Written task 1 -
In the passage about the seraph and the live coal, what did the seraph use to take the coal from the altar?
───── Text excerpt ─────
At the sound of their voices the doorposts and thresholds shook, and the temple was filled with smoke.

“Woe to me!” I cried. “I am ruined! For I am a man of unclean lips, and I live among a people of unclean lips, and my eyes have seen the King, the Lord Almighty.”

Then one of the seraphim flew to me with a live coal in his hand, which he had taken with tongs from the altar. With it he touched my mouth and said, “See, this has touched your lips; your guilt is taken away and your sin atoned for.”

Then I heard the voice of the Lord saying, “Whom shall I send? And who will go for us?”

And I said, “Here am I. Send me!”

He said, “Go and tell this people:

“‘Be ever hearing, but never understanding;
    be ever seeing, but never perceiving.’
10 Make the heart of this people calloused; make their ears dull and close their eyes.
Otherwise, they might see with their eyes, hear with their ears,
    understand with their hearts, and turn and be healed.”

11 Then I said, “For how long, Lord?”

And he answered:

“Until the cities lie ruined and without inhabitant,
until the houses are left deserted
    and the fields ruined and ravaged,
12 until the Lord has sent everyone far away
    and the land is utterly forsaken.
13 And though a tenth remains in the land,
    it will again be laid waste.
But as the terebinth and oak
    leave stumps when they are cut down,
    so the holy seed will be the stump* in the land.”
───── Provided entries ─────
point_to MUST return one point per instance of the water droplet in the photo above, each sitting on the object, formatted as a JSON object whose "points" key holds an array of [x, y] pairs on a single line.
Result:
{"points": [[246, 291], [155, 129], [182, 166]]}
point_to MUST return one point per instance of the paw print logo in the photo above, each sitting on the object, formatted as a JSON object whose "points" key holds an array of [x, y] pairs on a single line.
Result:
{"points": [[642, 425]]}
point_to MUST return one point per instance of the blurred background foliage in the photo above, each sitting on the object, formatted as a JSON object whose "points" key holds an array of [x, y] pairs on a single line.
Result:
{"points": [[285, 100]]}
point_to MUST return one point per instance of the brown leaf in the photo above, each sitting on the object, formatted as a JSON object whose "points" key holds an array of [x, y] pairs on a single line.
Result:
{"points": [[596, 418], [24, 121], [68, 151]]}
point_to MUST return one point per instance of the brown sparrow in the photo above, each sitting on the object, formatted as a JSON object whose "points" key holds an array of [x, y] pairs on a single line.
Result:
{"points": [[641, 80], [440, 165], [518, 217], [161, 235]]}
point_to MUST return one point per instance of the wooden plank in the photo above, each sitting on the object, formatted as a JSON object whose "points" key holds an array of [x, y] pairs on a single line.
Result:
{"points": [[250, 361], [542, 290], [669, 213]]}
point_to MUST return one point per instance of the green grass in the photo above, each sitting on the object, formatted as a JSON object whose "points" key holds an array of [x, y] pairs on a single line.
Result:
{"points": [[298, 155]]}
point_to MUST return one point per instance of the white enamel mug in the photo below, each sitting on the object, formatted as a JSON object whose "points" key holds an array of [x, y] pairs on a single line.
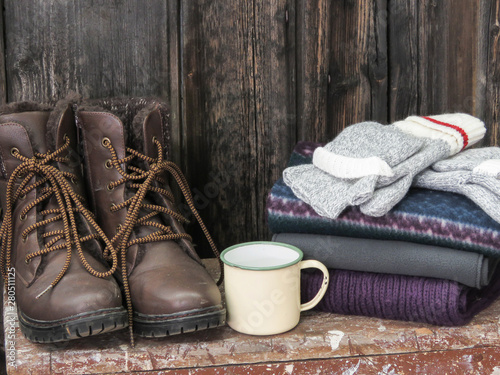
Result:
{"points": [[262, 286]]}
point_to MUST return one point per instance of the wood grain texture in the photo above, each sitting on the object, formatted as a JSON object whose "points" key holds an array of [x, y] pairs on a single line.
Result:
{"points": [[358, 64], [490, 74], [313, 36], [448, 53], [403, 59], [239, 110], [97, 48]]}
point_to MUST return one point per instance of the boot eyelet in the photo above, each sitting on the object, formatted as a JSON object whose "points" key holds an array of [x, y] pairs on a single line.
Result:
{"points": [[106, 142]]}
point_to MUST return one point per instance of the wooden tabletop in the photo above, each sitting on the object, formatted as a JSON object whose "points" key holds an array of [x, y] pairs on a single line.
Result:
{"points": [[322, 343]]}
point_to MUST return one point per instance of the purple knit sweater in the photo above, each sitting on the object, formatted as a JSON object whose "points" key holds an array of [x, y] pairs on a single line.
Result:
{"points": [[408, 298]]}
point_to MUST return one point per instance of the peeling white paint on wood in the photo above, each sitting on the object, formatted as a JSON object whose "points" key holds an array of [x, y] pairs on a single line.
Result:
{"points": [[335, 337]]}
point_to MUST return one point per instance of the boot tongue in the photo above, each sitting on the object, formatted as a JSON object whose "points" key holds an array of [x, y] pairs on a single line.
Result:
{"points": [[35, 123]]}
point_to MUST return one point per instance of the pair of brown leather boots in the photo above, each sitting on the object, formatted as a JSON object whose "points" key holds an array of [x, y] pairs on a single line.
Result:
{"points": [[89, 224]]}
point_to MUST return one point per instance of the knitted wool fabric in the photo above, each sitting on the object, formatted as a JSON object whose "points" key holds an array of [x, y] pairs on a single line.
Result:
{"points": [[423, 216], [373, 165], [407, 298], [473, 174]]}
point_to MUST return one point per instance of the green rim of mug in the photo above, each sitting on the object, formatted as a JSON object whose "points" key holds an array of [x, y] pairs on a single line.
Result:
{"points": [[281, 244]]}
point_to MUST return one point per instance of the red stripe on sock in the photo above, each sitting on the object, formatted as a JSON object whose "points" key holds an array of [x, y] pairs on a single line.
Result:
{"points": [[458, 129]]}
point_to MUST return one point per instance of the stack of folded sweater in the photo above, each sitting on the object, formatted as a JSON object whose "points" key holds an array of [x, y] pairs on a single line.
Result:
{"points": [[429, 255]]}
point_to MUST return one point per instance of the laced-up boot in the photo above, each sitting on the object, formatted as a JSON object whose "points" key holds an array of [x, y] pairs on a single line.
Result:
{"points": [[64, 288], [168, 290]]}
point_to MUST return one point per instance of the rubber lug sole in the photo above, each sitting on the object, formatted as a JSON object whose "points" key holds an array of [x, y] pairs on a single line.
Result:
{"points": [[75, 327], [168, 325]]}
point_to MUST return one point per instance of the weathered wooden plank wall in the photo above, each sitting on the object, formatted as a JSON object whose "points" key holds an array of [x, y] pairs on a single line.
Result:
{"points": [[247, 79]]}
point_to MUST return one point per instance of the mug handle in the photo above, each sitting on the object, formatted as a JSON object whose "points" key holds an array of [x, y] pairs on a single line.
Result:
{"points": [[310, 263]]}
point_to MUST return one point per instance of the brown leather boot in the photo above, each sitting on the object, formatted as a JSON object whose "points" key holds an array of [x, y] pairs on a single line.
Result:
{"points": [[164, 281], [63, 288]]}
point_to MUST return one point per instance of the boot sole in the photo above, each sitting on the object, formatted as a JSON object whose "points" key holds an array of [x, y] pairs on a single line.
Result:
{"points": [[175, 324], [75, 327]]}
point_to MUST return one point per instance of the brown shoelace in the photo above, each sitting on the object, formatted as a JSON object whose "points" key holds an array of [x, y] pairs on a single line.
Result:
{"points": [[51, 182], [122, 238]]}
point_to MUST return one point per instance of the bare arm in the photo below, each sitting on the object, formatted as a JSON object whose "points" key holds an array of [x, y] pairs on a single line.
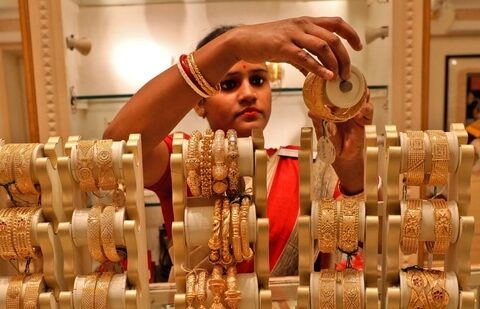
─────
Written task 2 -
Please pull out every line of the listing that contains the word "green". Case counts.

Expected output 1 -
Tongs.

Expected output 2 -
point_to MUST return one point per instance of the green grass in the photo above, each sitting on the object, formatted as a JSON object whose "points" key holds an array of [x, y] pairs on a single line.
point_to MUST return one point per instance of the green rim of mug in the photo above, each sitting on the object, formatted as a JSON object whose "points" key holds an array of [x, y] pairs on a single line.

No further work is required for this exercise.